Exercise description:
Please transcribe the data below in full. Omit any picture you find in it.

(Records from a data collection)
= Beginning of Section =

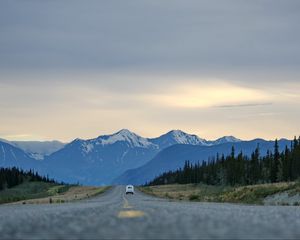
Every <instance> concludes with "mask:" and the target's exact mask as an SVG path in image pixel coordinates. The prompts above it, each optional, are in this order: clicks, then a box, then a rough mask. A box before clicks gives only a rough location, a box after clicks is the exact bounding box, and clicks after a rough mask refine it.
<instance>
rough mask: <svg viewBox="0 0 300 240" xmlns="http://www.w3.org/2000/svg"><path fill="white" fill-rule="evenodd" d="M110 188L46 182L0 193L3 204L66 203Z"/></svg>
mask: <svg viewBox="0 0 300 240" xmlns="http://www.w3.org/2000/svg"><path fill="white" fill-rule="evenodd" d="M107 189H108V187H82V186H73V185H58V184H55V183H45V182H28V181H27V182H24V183H22V184H20V185H18V186H15V187H13V188H9V189H5V190H2V191H0V204H1V203H11V202H16V203H22V204H27V203H29V204H35V203H64V202H70V201H74V200H81V199H84V198H89V197H92V196H95V195H98V194H101V193H103V192H104V191H105V190H107Z"/></svg>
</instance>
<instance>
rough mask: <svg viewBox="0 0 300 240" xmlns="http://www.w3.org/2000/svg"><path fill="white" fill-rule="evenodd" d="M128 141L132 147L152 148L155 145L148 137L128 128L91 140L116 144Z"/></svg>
mask: <svg viewBox="0 0 300 240" xmlns="http://www.w3.org/2000/svg"><path fill="white" fill-rule="evenodd" d="M122 141H123V142H127V143H128V144H129V146H130V147H141V148H149V147H150V148H152V147H155V146H154V144H153V143H151V142H150V141H149V140H148V139H147V138H143V137H141V136H139V135H137V134H135V133H133V132H131V131H129V130H128V129H122V130H120V131H119V132H117V133H115V134H112V135H104V136H100V137H98V138H96V139H92V140H91V142H94V143H96V144H102V145H109V144H114V143H116V142H122Z"/></svg>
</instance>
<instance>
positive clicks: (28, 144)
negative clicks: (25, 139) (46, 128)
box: [10, 141, 65, 160]
mask: <svg viewBox="0 0 300 240" xmlns="http://www.w3.org/2000/svg"><path fill="white" fill-rule="evenodd" d="M10 143H11V144H12V145H14V146H15V147H18V148H20V149H22V150H23V151H25V152H26V153H28V154H29V155H30V156H31V157H32V158H34V159H36V160H43V159H44V157H45V156H49V155H50V154H52V153H54V152H56V151H58V150H60V149H62V148H63V147H64V146H65V144H64V143H62V142H59V141H45V142H41V141H11V142H10Z"/></svg>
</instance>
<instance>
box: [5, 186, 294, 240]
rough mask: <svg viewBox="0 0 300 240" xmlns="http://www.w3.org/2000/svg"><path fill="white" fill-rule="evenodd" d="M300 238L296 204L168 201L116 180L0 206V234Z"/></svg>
mask: <svg viewBox="0 0 300 240" xmlns="http://www.w3.org/2000/svg"><path fill="white" fill-rule="evenodd" d="M207 238H212V239H300V207H297V206H295V207H294V206H254V205H239V204H226V203H199V202H183V201H171V200H166V199H160V198H155V197H152V196H148V195H145V194H143V193H141V192H139V191H138V190H137V191H136V193H135V194H134V195H125V187H124V186H116V187H113V188H111V189H110V190H108V191H107V192H106V193H104V194H102V195H99V196H97V197H94V198H91V199H88V200H82V201H77V202H72V203H64V204H40V205H34V204H32V205H30V204H26V205H21V204H20V205H12V204H6V205H1V206H0V239H207Z"/></svg>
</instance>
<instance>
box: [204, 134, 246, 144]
mask: <svg viewBox="0 0 300 240" xmlns="http://www.w3.org/2000/svg"><path fill="white" fill-rule="evenodd" d="M241 141H242V140H241V139H238V138H235V137H234V136H225V137H221V138H219V139H217V140H215V141H208V144H209V145H211V146H213V145H218V144H223V143H237V142H241Z"/></svg>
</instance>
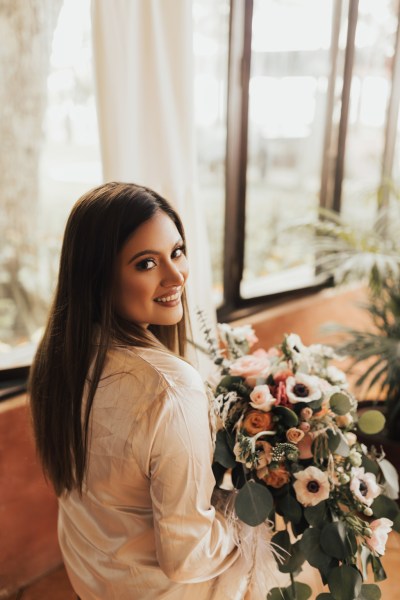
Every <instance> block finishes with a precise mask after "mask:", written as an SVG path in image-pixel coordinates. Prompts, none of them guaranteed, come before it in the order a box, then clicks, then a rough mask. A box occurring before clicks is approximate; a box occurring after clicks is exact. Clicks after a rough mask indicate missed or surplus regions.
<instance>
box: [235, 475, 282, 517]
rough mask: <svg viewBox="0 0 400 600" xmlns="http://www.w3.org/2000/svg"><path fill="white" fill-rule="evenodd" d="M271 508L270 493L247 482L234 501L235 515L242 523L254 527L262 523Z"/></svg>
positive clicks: (254, 483) (248, 481)
mask: <svg viewBox="0 0 400 600" xmlns="http://www.w3.org/2000/svg"><path fill="white" fill-rule="evenodd" d="M272 508H273V497H272V494H271V492H270V491H269V490H268V489H267V488H266V487H265V486H263V485H260V484H258V483H255V482H254V481H248V482H247V483H245V484H244V486H243V487H242V488H241V489H240V490H239V493H238V495H237V496H236V500H235V510H236V514H237V516H238V517H239V519H241V520H242V521H243V522H244V523H247V525H250V526H251V527H256V526H257V525H260V524H261V523H263V522H264V521H265V520H266V519H267V518H268V516H269V514H270V512H271V510H272Z"/></svg>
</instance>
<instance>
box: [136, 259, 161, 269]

= End of Section =

Answer:
Every <instance> concludes with "mask:" and the target's exact mask as an SVG path in image pixel coordinates. The prompts above it, each optional, are in this order: clicks, then a box, then a rough mask. A box before clicks gives only a rough location, a box after clicks is the exact bounding box, and clicks after a rough mask refine it.
<instance>
rough mask: <svg viewBox="0 0 300 240" xmlns="http://www.w3.org/2000/svg"><path fill="white" fill-rule="evenodd" d="M110 188L46 182L0 193L3 204L66 203Z"/></svg>
mask: <svg viewBox="0 0 300 240" xmlns="http://www.w3.org/2000/svg"><path fill="white" fill-rule="evenodd" d="M107 189H108V187H82V186H73V185H58V184H55V183H45V182H28V181H27V182H24V183H22V184H20V185H18V186H15V187H13V188H9V189H5V190H2V191H0V204H1V203H11V202H16V203H22V204H27V203H29V204H35V203H64V202H70V201H74V200H81V199H84V198H89V197H92V196H95V195H98V194H101V193H103V192H104V191H105V190H107Z"/></svg>
</instance>
<instance>
rough mask: <svg viewBox="0 0 300 240" xmlns="http://www.w3.org/2000/svg"><path fill="white" fill-rule="evenodd" d="M128 141L132 147L152 148L155 145L148 137L128 128L91 140L116 144Z"/></svg>
mask: <svg viewBox="0 0 300 240" xmlns="http://www.w3.org/2000/svg"><path fill="white" fill-rule="evenodd" d="M122 141H123V142H127V143H128V144H129V146H130V147H141V148H149V147H150V148H152V147H155V146H154V144H153V143H151V142H150V141H149V140H148V139H147V138H143V137H141V136H139V135H137V134H135V133H133V132H131V131H129V130H128V129H122V130H120V131H119V132H117V133H115V134H112V135H104V136H100V137H98V138H96V139H92V140H91V142H94V143H96V144H102V145H109V144H114V143H116V142H122Z"/></svg>
</instance>
<instance>
positive clicks: (28, 144)
negative clicks: (25, 139) (46, 128)
box: [10, 141, 65, 160]
mask: <svg viewBox="0 0 300 240" xmlns="http://www.w3.org/2000/svg"><path fill="white" fill-rule="evenodd" d="M10 143H11V144H12V145H14V146H15V147H18V148H20V149H22V150H23V151H25V152H26V153H28V154H29V155H30V156H31V157H32V158H34V159H36V160H43V159H44V157H45V156H49V155H50V154H52V153H54V152H56V151H58V150H60V149H62V148H63V147H64V146H65V144H64V143H62V142H59V141H45V142H41V141H11V142H10Z"/></svg>
</instance>
<instance>
box: [5, 186, 294, 240]
rough mask: <svg viewBox="0 0 300 240" xmlns="http://www.w3.org/2000/svg"><path fill="white" fill-rule="evenodd" d="M300 238L296 204L168 201L116 180L0 206V234Z"/></svg>
mask: <svg viewBox="0 0 300 240" xmlns="http://www.w3.org/2000/svg"><path fill="white" fill-rule="evenodd" d="M207 238H212V239H300V207H297V206H295V207H294V206H254V205H239V204H226V203H199V202H183V201H171V200H166V199H160V198H155V197H152V196H148V195H145V194H143V193H141V192H139V191H138V190H137V191H136V193H135V194H134V195H125V187H124V186H116V187H113V188H111V189H110V190H108V191H107V192H106V193H104V194H102V195H99V196H97V197H94V198H91V199H88V200H82V201H77V202H72V203H64V204H40V205H34V204H32V205H30V204H26V205H21V204H20V205H12V204H6V205H1V206H0V239H207Z"/></svg>
</instance>
<instance>
box: [204, 134, 246, 144]
mask: <svg viewBox="0 0 300 240" xmlns="http://www.w3.org/2000/svg"><path fill="white" fill-rule="evenodd" d="M241 141H242V140H241V139H238V138H235V137H234V136H225V137H221V138H219V139H217V140H215V141H208V144H209V145H211V146H213V145H218V144H223V143H237V142H241Z"/></svg>
</instance>
Every <instance> block finishes with a precise mask after "mask:", written as an SVG path in image-pixel coordinates. Prompts, none of them guaranteed, come before it in the order a box, then clicks, then a rough mask. A box occurring before clicks is approximate; a box occurring after clicks is exact. Clicks after a rough mask indicate missed or surplus regions.
<instance>
box: [235, 475, 282, 517]
rough mask: <svg viewBox="0 0 400 600" xmlns="http://www.w3.org/2000/svg"><path fill="white" fill-rule="evenodd" d="M271 508L270 493L247 482L234 501L235 515L242 523L254 527L262 523Z"/></svg>
positive clicks: (254, 483) (248, 481)
mask: <svg viewBox="0 0 400 600" xmlns="http://www.w3.org/2000/svg"><path fill="white" fill-rule="evenodd" d="M272 508H273V497H272V494H271V492H270V491H269V490H268V489H267V488H266V487H265V486H263V485H260V484H258V483H255V482H254V481H248V482H247V483H245V484H244V486H243V487H242V488H241V489H240V490H239V493H238V495H237V496H236V500H235V510H236V514H237V516H238V517H239V519H241V520H242V521H243V522H244V523H247V525H250V526H251V527H256V526H257V525H260V524H261V523H263V522H264V521H265V520H266V519H267V518H268V516H269V514H270V512H271V510H272Z"/></svg>
</instance>
<instance>
box: [136, 259, 161, 269]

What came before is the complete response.